** Begin PASSAGE GIVEN **

Your sales page is your best opportunity to get people to buy your product. It’s the final piece of content a prospective customer sees before making a purchase. So, it needs to be attention-grabbing, informative, and persuasive.
What happens, though, if you have everything you need on your sales page–the compelling offer, copy, and images—but it still doesn’t yield those conversions? Then it’s time to assess your sales page and optimize. Read on to know the steps you should take for effective sales page conversion rate optimization:
1. Make a customer persona
Your sales page may not be performing as well as it should because it doesn’t speak to visitors’ pain points. Let’s say you’re selling email marketing software, and your copy says your solution is the “best in the market.” Chances are, your page won’t generate your desired conversions.
People don’t usually buy something because it’s the best (or so the company claims). They buy a product because it solves a problem. That said, a sales page with the copy “Send many emails with just one click” will probably fare better than our example above.
To boost conversions on your sales page, you need to assume you’re not speaking to your visitors’ pain points. Go back to the drawing board. Determine your target audience and create a customer persona. This will help you tailor the content to their needs, helping you build an audience for your brand.
A customer persona is a representation of your ideal customer.
You can use online surveys, customer data analysis, and focus groups to gather the information for your customer persona. Social media is a goldmine of customer information, too.
The better you know your target audience, the more you can tailor the message to your audience on your sales page. Here’s an example of copy we can assume was based on a customer persona:
The copy revolves around things business owners want the most: to develop meaningful relationships, automate the customer-acquisition process, and, well, get customers:
So, when business owners see this sales page, they’re more likely to click on that Buy button.
2. Ensure copy is based on tried-and-tested copywriting formula
So, you now know what your audience wants.
It’s time to create copy based on those and on copywriting formula that works.
There are many copywriting formulas, but these are some of the most used:
- 4 P’s
- AIDCA
- The Star Story Solution
- PAS formula
Here’s a great resource you can read to see how those formulas work.
But just to give you an idea, let’s discuss one. PAS, for instance, according to renowned marketer Dan Kennedy, is the most reliable one. You just present your problem, emphasize it until it becomes visceral, and then present your product as the solution to the problem.

** End PASSAGE GIVEN **
** Begin SUPPLIED INFORMATION **

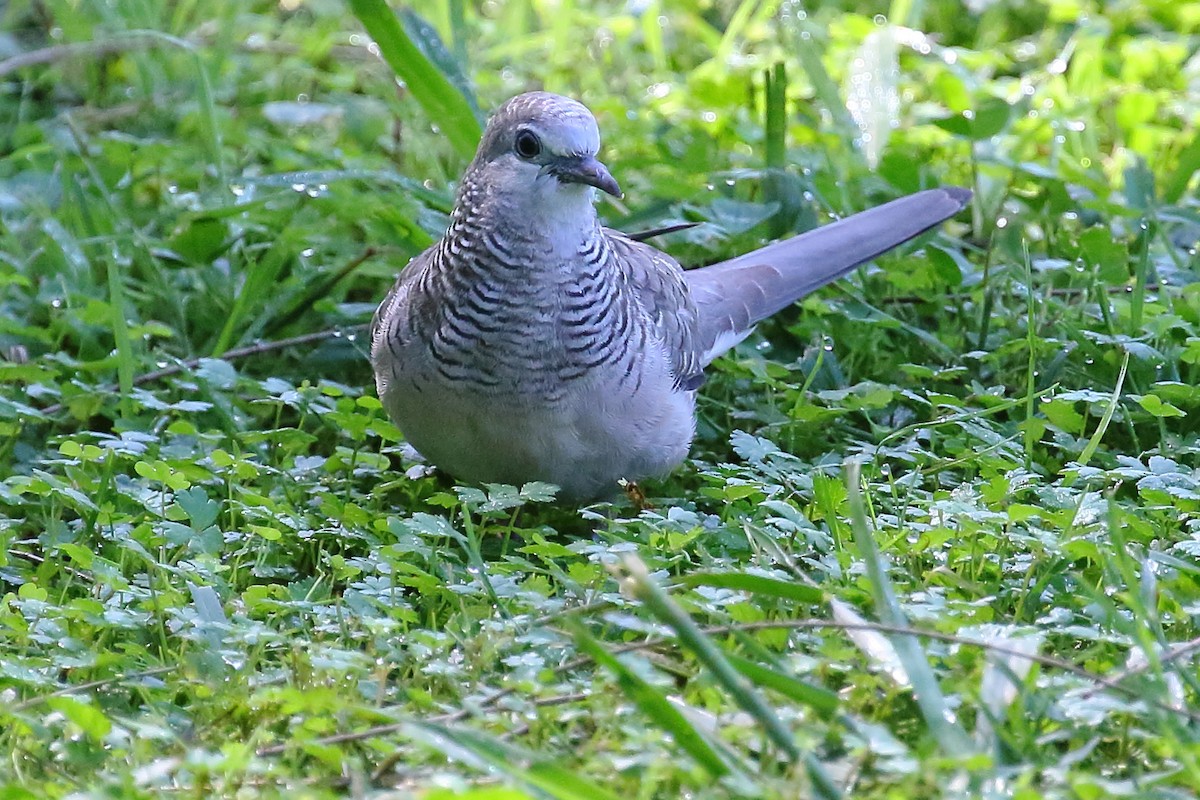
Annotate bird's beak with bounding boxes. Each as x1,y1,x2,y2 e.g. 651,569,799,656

** End SUPPLIED INFORMATION **

TASK PROMPT: Update the sales page article from the words "To boost conversions" through "your ideal customer.", replacing "customer persona" with "buyer persona".

ANSWER FOR THE TASK:
To boost conversions on your sales page, you need to assume you’re not speaking to your visitors’ pain points. Go back to the drawing board. Determine your target audience and create a buyer persona. This will help you tailor the content to their needs, helping you build an audience for your brand.
A buyer persona is a representation of your ideal customer.